**Given instruction 1:**
Output the records from the line containing "For every instance of the rear bumper, put" through the line containing "[(938, 803), (84, 531)]", with both of those lines included, copying each line exactly.

**Supplied passage:**
-.-.-
Benjamin Franklin as the social network genius of his time? Yes, says one Stanford scholar

Stanford American historian Caroline Winterer examined thousands of Benjamin Franklin’s letters as part of her research on the 18th century, which she argues was the first age of extensive social networks.

By Alex Shashkevich

The 18th century may not come to mind in a conversation about social networks. But Stanford historian Caroline Winterer sees the period as the first age that witnessed extensive communication among people across the world.

Caroline Winterer

Stanford historian Caroline Winterer says 18th-century polymath Benjamin Franklin’s sizable social network and endless curiosity make him relatable to our networked world today. (Image credit: Steve Castillo)

Hand-written letters were the social media posts of that time, and a new social platform of the era was the United States Postal Service.

Benjamin Franklin, a founder of the USPS, was at the center of that increased communication. Franklin, well known as one of the country’s founders and for his early experiments with electricity, also invented practical objects such as bifocals, among many other achievements.

But what made him especially stand out is the size of his social network and his endless curiosity, according to Winterer, the Anthony P. Meier Family Professor in the Humanities.

“Franklin knew he would be nothing without the people around him,” said Winterer, who is also director of the Stanford Humanities Center. “That’s something we can all learn from today.”
-.-.-
**Data listing:**

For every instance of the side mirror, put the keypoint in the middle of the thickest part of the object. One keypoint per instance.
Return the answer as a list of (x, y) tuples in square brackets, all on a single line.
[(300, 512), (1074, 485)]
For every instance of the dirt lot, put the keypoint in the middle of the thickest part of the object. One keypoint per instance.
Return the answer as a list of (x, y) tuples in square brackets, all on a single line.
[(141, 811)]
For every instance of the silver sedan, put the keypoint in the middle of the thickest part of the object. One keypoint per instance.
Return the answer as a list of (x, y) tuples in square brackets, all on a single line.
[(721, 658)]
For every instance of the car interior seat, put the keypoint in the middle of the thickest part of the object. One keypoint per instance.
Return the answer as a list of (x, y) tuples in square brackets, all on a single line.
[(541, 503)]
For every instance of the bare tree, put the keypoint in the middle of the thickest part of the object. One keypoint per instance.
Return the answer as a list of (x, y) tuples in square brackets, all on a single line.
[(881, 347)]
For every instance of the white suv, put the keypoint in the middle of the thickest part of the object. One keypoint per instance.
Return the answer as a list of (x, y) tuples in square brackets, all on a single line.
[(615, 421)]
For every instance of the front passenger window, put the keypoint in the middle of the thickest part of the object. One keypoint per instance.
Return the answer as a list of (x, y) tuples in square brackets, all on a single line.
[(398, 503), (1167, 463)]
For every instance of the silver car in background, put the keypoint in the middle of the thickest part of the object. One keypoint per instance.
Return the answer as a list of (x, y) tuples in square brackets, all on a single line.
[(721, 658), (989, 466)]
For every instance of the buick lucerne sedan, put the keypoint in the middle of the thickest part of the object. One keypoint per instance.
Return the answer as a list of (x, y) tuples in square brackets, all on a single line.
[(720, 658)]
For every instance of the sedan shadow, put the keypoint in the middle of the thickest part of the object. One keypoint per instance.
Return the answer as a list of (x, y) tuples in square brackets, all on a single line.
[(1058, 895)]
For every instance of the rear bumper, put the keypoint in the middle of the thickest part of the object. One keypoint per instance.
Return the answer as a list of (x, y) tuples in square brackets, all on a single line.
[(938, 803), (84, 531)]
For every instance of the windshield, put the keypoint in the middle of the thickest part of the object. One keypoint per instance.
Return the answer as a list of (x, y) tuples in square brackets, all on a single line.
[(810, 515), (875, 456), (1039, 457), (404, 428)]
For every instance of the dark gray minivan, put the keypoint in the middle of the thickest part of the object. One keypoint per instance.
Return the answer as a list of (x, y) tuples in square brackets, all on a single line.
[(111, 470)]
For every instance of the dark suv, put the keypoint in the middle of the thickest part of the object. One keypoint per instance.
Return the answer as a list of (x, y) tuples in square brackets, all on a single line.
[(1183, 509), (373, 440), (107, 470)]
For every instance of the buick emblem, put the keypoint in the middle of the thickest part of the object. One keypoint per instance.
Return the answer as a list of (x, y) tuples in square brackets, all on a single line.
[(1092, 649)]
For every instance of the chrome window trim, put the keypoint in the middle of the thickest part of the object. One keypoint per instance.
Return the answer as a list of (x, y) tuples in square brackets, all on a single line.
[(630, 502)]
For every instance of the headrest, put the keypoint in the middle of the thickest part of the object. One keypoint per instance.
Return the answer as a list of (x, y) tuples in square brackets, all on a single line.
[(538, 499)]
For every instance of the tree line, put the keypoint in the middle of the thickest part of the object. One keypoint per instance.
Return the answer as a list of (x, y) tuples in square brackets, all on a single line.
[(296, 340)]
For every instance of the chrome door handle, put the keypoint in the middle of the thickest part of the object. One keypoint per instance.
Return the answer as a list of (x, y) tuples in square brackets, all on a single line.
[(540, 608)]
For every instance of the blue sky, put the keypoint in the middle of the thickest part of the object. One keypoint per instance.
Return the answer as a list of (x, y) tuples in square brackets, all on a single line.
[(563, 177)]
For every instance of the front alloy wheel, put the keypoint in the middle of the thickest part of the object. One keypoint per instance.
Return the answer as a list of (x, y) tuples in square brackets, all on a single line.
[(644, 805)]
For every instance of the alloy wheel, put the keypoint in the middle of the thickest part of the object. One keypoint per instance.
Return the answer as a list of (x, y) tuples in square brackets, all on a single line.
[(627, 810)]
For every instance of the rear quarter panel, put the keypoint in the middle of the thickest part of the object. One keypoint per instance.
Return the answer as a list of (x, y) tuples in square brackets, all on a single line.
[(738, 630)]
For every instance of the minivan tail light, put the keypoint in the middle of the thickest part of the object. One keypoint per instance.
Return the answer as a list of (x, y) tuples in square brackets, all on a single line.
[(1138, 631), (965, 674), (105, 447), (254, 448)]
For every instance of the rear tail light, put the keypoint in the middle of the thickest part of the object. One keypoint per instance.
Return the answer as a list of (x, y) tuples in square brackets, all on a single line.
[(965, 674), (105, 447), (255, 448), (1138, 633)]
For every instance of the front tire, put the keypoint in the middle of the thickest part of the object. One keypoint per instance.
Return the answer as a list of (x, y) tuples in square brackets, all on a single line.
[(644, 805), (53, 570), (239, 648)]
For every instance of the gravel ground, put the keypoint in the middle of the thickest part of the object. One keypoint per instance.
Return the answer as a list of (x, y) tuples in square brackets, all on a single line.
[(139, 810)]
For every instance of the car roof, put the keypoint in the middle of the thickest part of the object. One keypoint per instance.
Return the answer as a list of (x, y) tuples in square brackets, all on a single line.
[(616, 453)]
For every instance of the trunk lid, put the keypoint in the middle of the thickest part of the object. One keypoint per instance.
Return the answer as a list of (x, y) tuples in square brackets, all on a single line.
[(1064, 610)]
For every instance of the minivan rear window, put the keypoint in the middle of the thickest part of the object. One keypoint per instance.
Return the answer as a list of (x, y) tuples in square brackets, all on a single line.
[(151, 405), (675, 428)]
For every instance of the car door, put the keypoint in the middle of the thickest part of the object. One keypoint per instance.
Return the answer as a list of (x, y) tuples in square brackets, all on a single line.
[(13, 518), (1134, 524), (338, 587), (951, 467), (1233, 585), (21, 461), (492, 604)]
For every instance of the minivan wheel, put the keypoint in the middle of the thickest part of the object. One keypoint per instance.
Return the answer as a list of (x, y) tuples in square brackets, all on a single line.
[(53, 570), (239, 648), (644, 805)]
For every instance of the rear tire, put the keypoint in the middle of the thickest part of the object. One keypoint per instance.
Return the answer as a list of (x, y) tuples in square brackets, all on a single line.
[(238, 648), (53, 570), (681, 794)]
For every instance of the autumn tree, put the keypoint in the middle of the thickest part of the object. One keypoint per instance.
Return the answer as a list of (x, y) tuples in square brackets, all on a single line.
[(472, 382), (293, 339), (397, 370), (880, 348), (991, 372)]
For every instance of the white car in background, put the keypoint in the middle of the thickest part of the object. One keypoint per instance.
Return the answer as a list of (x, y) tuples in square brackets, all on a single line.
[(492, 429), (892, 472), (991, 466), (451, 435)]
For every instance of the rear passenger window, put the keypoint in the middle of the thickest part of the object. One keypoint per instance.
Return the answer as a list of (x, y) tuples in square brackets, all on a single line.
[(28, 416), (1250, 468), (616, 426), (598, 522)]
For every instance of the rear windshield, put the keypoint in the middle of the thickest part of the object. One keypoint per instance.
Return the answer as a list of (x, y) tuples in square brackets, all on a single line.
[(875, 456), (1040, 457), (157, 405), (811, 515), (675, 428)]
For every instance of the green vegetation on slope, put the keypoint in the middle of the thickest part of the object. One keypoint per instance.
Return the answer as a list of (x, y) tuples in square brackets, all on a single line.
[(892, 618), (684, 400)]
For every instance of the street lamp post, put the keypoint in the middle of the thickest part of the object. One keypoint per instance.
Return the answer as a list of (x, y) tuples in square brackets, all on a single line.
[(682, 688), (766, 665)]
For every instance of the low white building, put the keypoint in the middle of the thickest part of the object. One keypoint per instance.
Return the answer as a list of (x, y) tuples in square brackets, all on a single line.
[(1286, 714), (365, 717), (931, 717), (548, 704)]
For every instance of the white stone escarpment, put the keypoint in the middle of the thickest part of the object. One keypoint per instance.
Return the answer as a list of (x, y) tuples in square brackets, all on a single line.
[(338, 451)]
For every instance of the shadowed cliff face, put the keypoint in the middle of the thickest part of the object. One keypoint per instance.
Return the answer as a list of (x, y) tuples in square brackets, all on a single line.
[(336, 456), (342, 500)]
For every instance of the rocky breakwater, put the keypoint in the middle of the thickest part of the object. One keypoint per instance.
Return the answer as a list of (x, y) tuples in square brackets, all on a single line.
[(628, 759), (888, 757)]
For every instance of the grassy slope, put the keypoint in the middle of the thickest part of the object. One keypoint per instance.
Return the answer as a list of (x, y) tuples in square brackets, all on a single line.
-.-.-
**Given instruction 2:**
List every title or position the article about Benjamin Franklin's social network gives for Caroline Winterer.

**Complete response 1:**
For every instance of the rear bumper, put the keypoint in the middle of the thickest part of the object. One keypoint per instance.
Return the answer as a list of (x, y) tuples in square brackets, all on a single line.
[(938, 803), (84, 531)]

**Complete response 2:**
- Stanford American historian
- Anthony P. Meier Family Professor in the Humanities
- Director of the Stanford Humanities Center